## EXERCISE TASKS
a: List the four statistics that the game-margins text says were calculated for the residuals.
b: Duplicate the game-margins text word for word, everything from "For today's post" down to "point of view.".

[BEGIN READING TEXT]

The Normal Distribution often turns up, like the Spanish Inquisition, in places where you've no a priori reason to expect it. For example, I've shown before that bookmaker handicap-adjusted margins appear to be distributed Normally.
For today's post I've again looked at adjusted home team game margins but, instead of adjusting the actual game margin by subtracting the bookmaker's published handicap, I've subtracted the predictions from regression models based on:
- The participating teams' MARS Ratings and the Interstate Status of the clash
- The Risk-Equalising Bookmaker Probability for the home team
The "residuals" from these models, which were fitted to the data for all games from R1 of season 2000 to R19 of season 2013, certainly look Normally distributed.
Calculating the mean, variance, skewness and kurtosis of these residuals only reinforces this point of view.
For the residuals from the model using MARS Ratings and Interstate Status, we have:
Mean: 0.00 (this is mathematically enforced by the process of fitting an OLS regression)
Variance: 1,392.32 points squared
Kurtosis : 3.08
Now the skewness for a Normal Distribution is zero and the kurtosis is 3, so we're clearly dealing with something very Normal-like here.

[END READING TEXT]
[BEGIN DATA PROVIDED]

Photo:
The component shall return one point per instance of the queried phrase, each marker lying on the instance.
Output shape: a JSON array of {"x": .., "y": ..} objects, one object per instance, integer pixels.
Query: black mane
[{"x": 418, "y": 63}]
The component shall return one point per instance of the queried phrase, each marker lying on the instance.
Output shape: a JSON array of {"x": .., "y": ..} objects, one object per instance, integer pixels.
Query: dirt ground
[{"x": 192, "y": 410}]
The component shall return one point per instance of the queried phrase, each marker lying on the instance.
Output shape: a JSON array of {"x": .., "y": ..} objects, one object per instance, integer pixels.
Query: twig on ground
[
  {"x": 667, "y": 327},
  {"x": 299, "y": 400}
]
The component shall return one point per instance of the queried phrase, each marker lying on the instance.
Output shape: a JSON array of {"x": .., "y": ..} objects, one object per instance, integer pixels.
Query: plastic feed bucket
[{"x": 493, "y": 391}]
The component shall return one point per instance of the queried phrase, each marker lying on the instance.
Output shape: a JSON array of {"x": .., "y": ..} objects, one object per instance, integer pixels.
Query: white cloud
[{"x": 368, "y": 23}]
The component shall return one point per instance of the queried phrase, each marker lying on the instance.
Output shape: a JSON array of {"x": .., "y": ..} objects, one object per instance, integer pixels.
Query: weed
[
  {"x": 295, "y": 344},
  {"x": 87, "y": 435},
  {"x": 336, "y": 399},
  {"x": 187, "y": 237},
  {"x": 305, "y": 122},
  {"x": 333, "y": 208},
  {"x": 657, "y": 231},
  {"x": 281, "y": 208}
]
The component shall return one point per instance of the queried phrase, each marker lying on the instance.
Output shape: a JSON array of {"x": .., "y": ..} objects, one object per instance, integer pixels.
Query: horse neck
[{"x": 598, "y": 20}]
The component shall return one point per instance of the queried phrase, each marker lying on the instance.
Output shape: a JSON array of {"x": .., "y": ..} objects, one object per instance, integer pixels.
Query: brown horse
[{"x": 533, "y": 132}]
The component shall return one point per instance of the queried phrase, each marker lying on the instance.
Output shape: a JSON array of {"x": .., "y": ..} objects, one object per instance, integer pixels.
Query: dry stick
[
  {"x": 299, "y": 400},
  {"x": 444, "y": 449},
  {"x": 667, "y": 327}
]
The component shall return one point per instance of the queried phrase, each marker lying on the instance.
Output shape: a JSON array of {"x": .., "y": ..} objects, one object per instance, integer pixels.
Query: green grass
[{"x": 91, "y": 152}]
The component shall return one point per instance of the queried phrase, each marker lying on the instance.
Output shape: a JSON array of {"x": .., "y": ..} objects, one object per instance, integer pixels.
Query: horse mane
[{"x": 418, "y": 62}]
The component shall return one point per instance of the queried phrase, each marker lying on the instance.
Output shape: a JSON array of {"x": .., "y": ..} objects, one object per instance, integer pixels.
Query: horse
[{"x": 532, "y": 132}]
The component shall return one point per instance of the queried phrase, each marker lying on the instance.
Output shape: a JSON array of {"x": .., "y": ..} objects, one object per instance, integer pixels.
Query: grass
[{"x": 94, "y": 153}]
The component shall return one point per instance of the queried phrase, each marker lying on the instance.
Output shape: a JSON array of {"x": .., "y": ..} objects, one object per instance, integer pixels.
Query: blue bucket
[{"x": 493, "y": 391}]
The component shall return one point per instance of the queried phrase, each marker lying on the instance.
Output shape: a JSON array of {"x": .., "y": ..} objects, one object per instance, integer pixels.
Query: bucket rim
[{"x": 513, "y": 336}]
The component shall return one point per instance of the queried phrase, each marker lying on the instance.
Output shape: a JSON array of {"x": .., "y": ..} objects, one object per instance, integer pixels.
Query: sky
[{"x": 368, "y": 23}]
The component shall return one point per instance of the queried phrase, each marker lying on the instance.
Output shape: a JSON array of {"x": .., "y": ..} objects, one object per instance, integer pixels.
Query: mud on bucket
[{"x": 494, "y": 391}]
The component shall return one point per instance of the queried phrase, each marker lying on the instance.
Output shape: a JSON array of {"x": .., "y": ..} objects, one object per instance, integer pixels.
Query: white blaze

[END DATA PROVIDED]

## ANSWERS TO THE EXERCISES
a: Mean, variance, skewness, kurtosis

b:
For today's post I've again looked at adjusted home team game margins but, instead of adjusting the actual game margin by subtracting the bookmaker's published handicap, I've subtracted the predictions from regression models based on:
- The participating teams' MARS Ratings and the Interstate Status of the clash
- The Risk-Equalising Bookmaker Probability for the home team
The "residuals" from these models, which were fitted to the data for all games from R1 of season 2000 to R19 of season 2013, certainly look Normally distributed.
Calculating the mean, variance, skewness and kurtosis of these residuals only reinforces this point of view.